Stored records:

##########

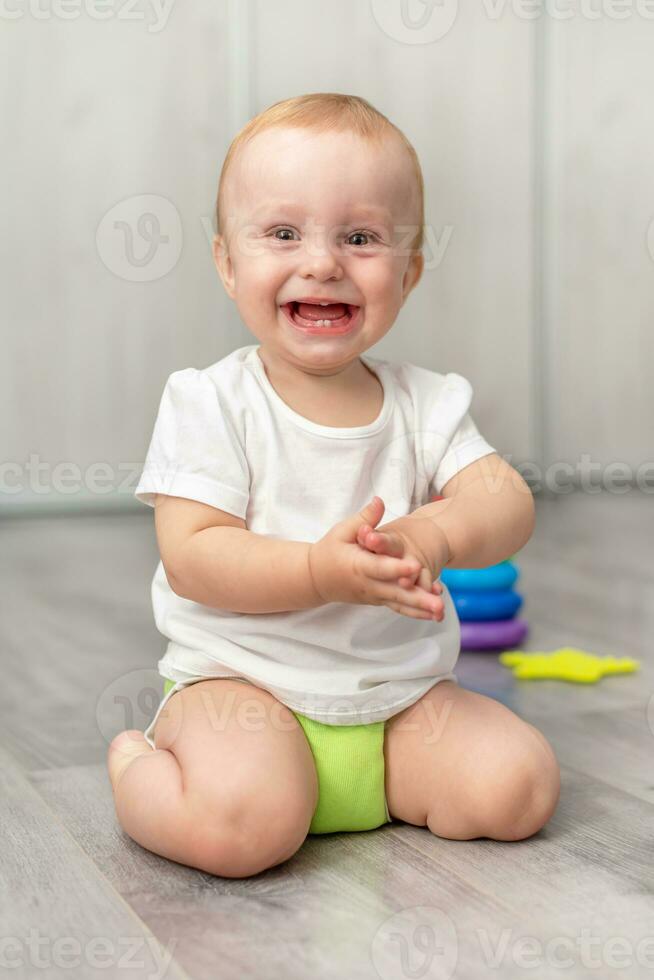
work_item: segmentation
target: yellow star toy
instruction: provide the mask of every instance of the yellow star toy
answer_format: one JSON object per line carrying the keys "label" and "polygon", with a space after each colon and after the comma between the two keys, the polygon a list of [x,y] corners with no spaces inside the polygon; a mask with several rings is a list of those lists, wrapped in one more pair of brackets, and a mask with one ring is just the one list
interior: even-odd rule
{"label": "yellow star toy", "polygon": [[604,674],[632,674],[640,667],[639,660],[629,657],[599,657],[575,647],[561,647],[550,653],[512,650],[500,654],[500,663],[513,668],[513,676],[521,680],[549,678],[595,684]]}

##########

- YOUR OBJECTIVE: Using the data above, extract exactly the lines from the one that holds "target: yellow star toy" to the one that holds "instruction: provide the", both ends included, and no others.

- WRITTEN RESPONSE:
target: yellow star toy
instruction: provide the mask of every instance of the yellow star toy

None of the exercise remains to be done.